▸ **Data excerpts**:
>>
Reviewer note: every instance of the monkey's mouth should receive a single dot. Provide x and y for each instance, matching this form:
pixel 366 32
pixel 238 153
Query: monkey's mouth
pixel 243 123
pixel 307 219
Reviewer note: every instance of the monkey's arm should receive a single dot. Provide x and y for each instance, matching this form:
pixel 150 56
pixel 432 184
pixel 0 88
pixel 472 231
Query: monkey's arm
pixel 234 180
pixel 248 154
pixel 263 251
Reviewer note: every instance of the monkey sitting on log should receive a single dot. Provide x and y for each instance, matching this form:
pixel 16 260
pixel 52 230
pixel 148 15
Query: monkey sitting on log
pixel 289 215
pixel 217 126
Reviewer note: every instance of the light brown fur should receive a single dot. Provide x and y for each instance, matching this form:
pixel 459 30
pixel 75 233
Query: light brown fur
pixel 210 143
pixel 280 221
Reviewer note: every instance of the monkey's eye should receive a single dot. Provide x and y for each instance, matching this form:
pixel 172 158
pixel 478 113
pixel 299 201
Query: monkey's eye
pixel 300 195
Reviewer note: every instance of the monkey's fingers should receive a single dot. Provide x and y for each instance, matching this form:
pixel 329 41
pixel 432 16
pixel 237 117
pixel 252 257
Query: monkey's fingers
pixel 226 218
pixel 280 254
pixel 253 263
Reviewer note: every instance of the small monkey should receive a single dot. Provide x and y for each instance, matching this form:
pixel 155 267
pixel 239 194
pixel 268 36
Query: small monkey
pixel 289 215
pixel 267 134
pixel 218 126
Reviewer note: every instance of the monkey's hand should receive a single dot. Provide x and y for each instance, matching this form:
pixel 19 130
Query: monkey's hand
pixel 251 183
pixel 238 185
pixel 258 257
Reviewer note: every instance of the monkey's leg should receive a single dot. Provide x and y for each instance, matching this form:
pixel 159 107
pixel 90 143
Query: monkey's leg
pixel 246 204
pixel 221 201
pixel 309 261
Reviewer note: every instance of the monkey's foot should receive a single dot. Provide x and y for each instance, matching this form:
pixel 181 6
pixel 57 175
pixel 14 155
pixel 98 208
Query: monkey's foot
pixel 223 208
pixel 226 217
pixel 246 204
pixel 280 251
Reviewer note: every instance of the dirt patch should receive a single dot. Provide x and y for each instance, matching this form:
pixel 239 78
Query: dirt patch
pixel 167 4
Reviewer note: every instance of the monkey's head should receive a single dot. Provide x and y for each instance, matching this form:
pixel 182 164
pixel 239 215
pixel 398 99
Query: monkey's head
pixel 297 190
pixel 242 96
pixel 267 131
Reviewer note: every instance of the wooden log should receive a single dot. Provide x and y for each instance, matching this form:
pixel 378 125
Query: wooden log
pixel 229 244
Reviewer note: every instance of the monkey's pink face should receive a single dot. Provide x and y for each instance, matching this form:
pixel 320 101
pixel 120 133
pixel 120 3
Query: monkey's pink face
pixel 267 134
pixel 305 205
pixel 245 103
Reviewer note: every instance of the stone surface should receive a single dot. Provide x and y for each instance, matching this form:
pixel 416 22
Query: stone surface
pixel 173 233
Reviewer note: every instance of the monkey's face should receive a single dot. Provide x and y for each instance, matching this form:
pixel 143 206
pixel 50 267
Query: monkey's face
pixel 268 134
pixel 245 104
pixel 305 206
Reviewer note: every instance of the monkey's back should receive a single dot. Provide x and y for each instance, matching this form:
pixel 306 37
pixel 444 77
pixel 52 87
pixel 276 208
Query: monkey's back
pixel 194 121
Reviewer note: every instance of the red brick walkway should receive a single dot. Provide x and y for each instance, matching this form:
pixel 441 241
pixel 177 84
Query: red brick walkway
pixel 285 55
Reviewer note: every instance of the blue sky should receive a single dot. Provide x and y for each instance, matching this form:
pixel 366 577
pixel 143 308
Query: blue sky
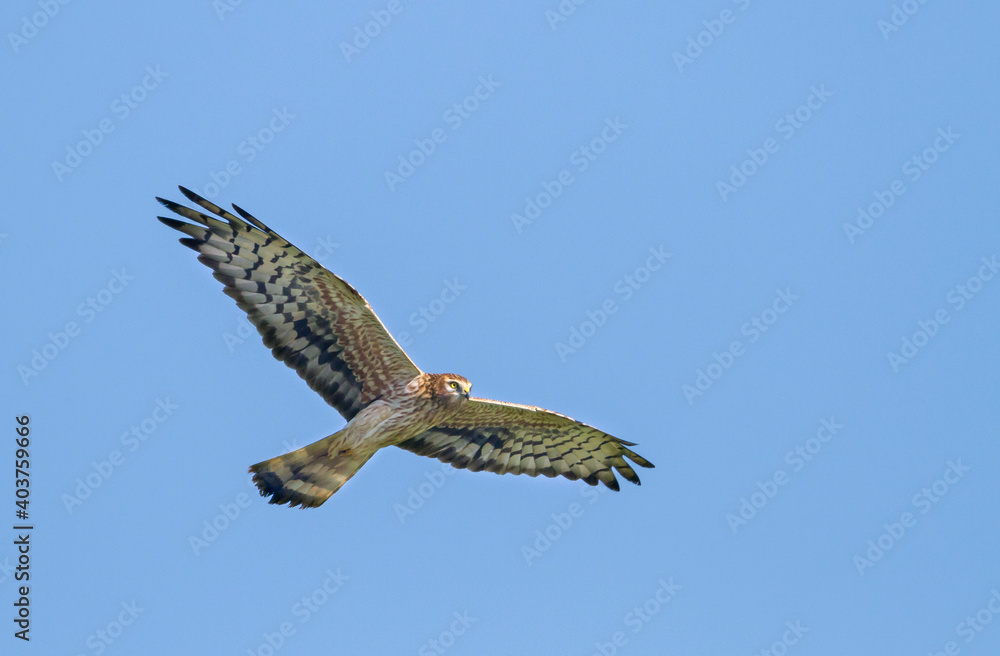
<<
▸ **What you are asked to do**:
Retype the records verbatim, but not their images.

▸ **Solution to this task**:
Reviewer note: every instance of the monkey's mouth should receive a single dot. Provide x and y for each instance, matching this form:
pixel 366 32
pixel 238 153
Query: monkey's mouth
pixel 243 123
pixel 307 219
Reviewer note: every instance of the monkey's arm should receive a single dot. Provide x and y for each instance, matching this form:
pixel 150 56
pixel 432 184
pixel 0 88
pixel 472 231
Query: monkey's arm
pixel 234 180
pixel 248 154
pixel 263 251
Reviewer note: every instance of the monkey sitting on log should receive a single dot. Provide x and y for each instance, matching this form:
pixel 16 260
pixel 52 230
pixel 148 15
Query: monkey sitting on log
pixel 289 215
pixel 217 126
Reviewer note: every instance of the light brown fur should receive a single dot. Provide x and y for each instance, matching this form:
pixel 459 30
pixel 75 233
Query: light brown fur
pixel 210 143
pixel 280 221
Reviewer note: every instance of the monkey's eye should receive a single dot. Provide x and y for each instance, matching this form:
pixel 172 158
pixel 478 113
pixel 299 201
Query: monkey's eye
pixel 300 195
Reviewer note: every instance of the monkey's fingers should receive a single dot. Provide x and y for each instance, matching this form:
pixel 329 41
pixel 432 16
pixel 237 117
pixel 252 257
Query: monkey's fingers
pixel 226 218
pixel 280 254
pixel 253 263
Reviewer note: every instance of the small monkey should receive a single dot. Provide x and y for each instance, matching this form:
pixel 155 267
pixel 239 194
pixel 268 36
Query: small monkey
pixel 289 215
pixel 267 134
pixel 218 126
Reviewer note: every instance of the monkey's hand should receive a single dot. Provide x and y for each instance, matching this form:
pixel 19 130
Query: monkey's hand
pixel 251 183
pixel 238 185
pixel 258 257
Reviewer note: every instance of the monkey's leg should receive a single dot. Provide x and y for each instance, matching this form:
pixel 159 107
pixel 90 143
Query: monkey's leg
pixel 246 204
pixel 221 201
pixel 309 261
Reviewer note: every instance of the monkey's foot should receive a single dot. Provide x and y for each instance, matching this form:
pixel 181 6
pixel 57 175
pixel 14 155
pixel 98 208
Query: monkey's foot
pixel 223 208
pixel 226 217
pixel 246 204
pixel 280 251
Reviewer note: every instance of the dirt patch should receive a single dot. Provide x and y for each instance, matching this form:
pixel 239 78
Query: dirt patch
pixel 167 4
Reviewer note: every instance of the monkey's head should receive a single dot. Provide x and y for each instance, matching this form:
pixel 182 164
pixel 239 215
pixel 398 99
Query: monkey's head
pixel 297 190
pixel 242 96
pixel 267 131
Reviewer note: every instance of the wooden log should receive a single dot. Provide x and y for each instance, matching this form:
pixel 378 125
Query: wooden log
pixel 229 244
Reviewer note: every instance of the monkey's pink face should receive a single dot. Provide x and y for each instance, matching this form:
pixel 320 101
pixel 120 133
pixel 120 3
Query: monkey's pink face
pixel 267 134
pixel 305 205
pixel 245 103
Reviewer note: every instance of the stone surface should receive a single dot. Provide x and y for each instance, matching this form:
pixel 416 22
Query: stone surface
pixel 173 233
Reviewer note: every instance of the monkey's face should receive a single dot. Provide x and y for each instance, matching this form:
pixel 143 206
pixel 50 267
Query: monkey's face
pixel 268 134
pixel 245 104
pixel 305 206
Reviewer note: every instance of the monkey's back should receive a single dot. Provide x and y for each instance, matching this form:
pixel 306 37
pixel 444 77
pixel 52 87
pixel 276 208
Query: monkey's back
pixel 194 121
Reviewer note: every instance of the red brick walkway should receive a single dot. Provide x and y for each instance, matching this form:
pixel 441 241
pixel 177 84
Query: red brick walkway
pixel 285 55
Reviewer note: every instance of the blue sky should receive a single dot. Provide x and y for each instance, matching this form:
pixel 366 577
pixel 143 308
Query: blue sky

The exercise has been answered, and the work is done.